> EXERCISE
Repeat every item below word for word.

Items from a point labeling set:
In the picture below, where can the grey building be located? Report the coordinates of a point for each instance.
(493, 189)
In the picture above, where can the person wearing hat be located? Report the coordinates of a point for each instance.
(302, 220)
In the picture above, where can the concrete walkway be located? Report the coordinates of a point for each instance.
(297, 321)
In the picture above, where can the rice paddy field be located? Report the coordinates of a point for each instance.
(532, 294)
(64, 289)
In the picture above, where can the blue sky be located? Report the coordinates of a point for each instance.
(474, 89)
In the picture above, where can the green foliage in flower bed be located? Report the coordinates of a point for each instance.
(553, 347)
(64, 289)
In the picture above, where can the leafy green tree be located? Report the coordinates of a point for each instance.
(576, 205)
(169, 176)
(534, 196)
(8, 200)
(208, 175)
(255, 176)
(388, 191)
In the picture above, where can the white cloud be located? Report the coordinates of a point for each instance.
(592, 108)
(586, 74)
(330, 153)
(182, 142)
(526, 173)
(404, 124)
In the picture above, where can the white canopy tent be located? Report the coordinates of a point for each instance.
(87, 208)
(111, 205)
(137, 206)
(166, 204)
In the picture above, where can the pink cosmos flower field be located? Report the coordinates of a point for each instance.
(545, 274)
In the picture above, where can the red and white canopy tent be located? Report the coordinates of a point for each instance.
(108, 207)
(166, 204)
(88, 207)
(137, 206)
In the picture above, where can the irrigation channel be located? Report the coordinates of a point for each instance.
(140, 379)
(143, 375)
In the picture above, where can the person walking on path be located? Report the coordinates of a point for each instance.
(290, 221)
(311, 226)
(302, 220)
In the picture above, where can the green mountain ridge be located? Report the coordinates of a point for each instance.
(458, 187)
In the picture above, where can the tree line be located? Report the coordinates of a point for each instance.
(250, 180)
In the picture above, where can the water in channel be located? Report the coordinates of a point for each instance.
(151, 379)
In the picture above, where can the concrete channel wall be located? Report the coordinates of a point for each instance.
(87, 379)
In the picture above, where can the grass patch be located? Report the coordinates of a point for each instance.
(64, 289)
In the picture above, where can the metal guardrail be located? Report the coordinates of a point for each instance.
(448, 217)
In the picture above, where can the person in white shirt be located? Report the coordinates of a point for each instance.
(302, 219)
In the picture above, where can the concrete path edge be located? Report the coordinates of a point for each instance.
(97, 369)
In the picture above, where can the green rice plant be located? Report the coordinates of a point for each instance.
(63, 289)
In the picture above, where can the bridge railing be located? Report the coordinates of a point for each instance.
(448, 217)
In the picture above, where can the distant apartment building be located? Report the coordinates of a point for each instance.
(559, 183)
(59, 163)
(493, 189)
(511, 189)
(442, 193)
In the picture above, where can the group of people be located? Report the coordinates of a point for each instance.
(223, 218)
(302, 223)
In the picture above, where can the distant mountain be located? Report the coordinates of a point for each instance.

> CORRECT RESULT
In the picture below, where can the grey building be located? Report the coordinates of a point for each instance.
(493, 189)
In the picture above, where can the person wearing hat be located? Report the coordinates of a point for each instance.
(302, 220)
In the picture above, where can the concrete walkway be located? Report the coordinates of a point for each instance.
(297, 321)
In the picture above, where can the rice paddy field be located? Report the coordinates of a point for each instance.
(532, 294)
(64, 289)
In the picture above, where can the blue sky be located? Report the coordinates of a point for each instance.
(474, 89)
In the picture above, where can the green foliage in flower bed be located? Report the coordinates of a point for each instance.
(553, 347)
(64, 289)
In the picture above, where can the leafy green tree be located? Report the coordinates of a point for each instance.
(576, 205)
(169, 176)
(534, 196)
(8, 200)
(208, 175)
(255, 176)
(388, 191)
In the picture above, where can the white cloud be located? Report the coordinates of a point for each instance.
(592, 108)
(586, 74)
(330, 153)
(182, 142)
(526, 173)
(404, 124)
In the picture above, where can the white canopy tent be located? Report the coordinates of a point for each instance.
(87, 208)
(111, 205)
(137, 206)
(166, 204)
In the picture above, where can the pink cosmos flower field be located? Report the coordinates of a point for each instance.
(545, 274)
In the picture above, where can the red and white canopy tent be located? Report the coordinates of a point for each instance.
(108, 207)
(166, 204)
(88, 207)
(137, 206)
In the picture above, where can the irrigation channel be located? Report the coordinates of a point for each instance.
(140, 379)
(143, 375)
In the picture above, where can the person walking on path be located? Report the coordinates of a point for each instance.
(290, 221)
(311, 226)
(302, 220)
In the picture above, where can the green mountain ridge be located? Report the coordinates of a point for each instance.
(458, 187)
In the picture above, where can the tree line be located? Report the coordinates of a point for each instance.
(250, 180)
In the picture above, where can the water in channel be located? Report the coordinates of a point for each instance.
(151, 379)
In the picture above, where can the concrete channel wall be located? Report the coordinates of a point for each instance.
(87, 379)
In the picture above, where can the grass patch be located? Report the coordinates of a point for each instance.
(64, 289)
In the picture above, where can the metal guardrail be located? Report the coordinates of a point for each instance.
(448, 217)
In the picture above, where can the person in white shirt be located? Report the coordinates of a point for each instance.
(302, 219)
In the picture above, where can the concrete path edge be located? Report the coordinates of a point for each instance.
(97, 369)
In the picture above, where can the green rice plant be located? Report the coordinates of a point for each instance.
(63, 289)
In the picture above, where can the bridge railing be located? Report the coordinates of a point for each instance.
(448, 217)
In the picture above, where can the distant apartment building be located? Report the coordinates of a point for each instance.
(559, 183)
(59, 163)
(493, 189)
(511, 189)
(442, 193)
In the picture above, where can the group of people be located? Report the coordinates of a point for each instance.
(223, 218)
(302, 223)
In the picture above, where can the distant mountain be located? Report the coordinates of a point for each instance.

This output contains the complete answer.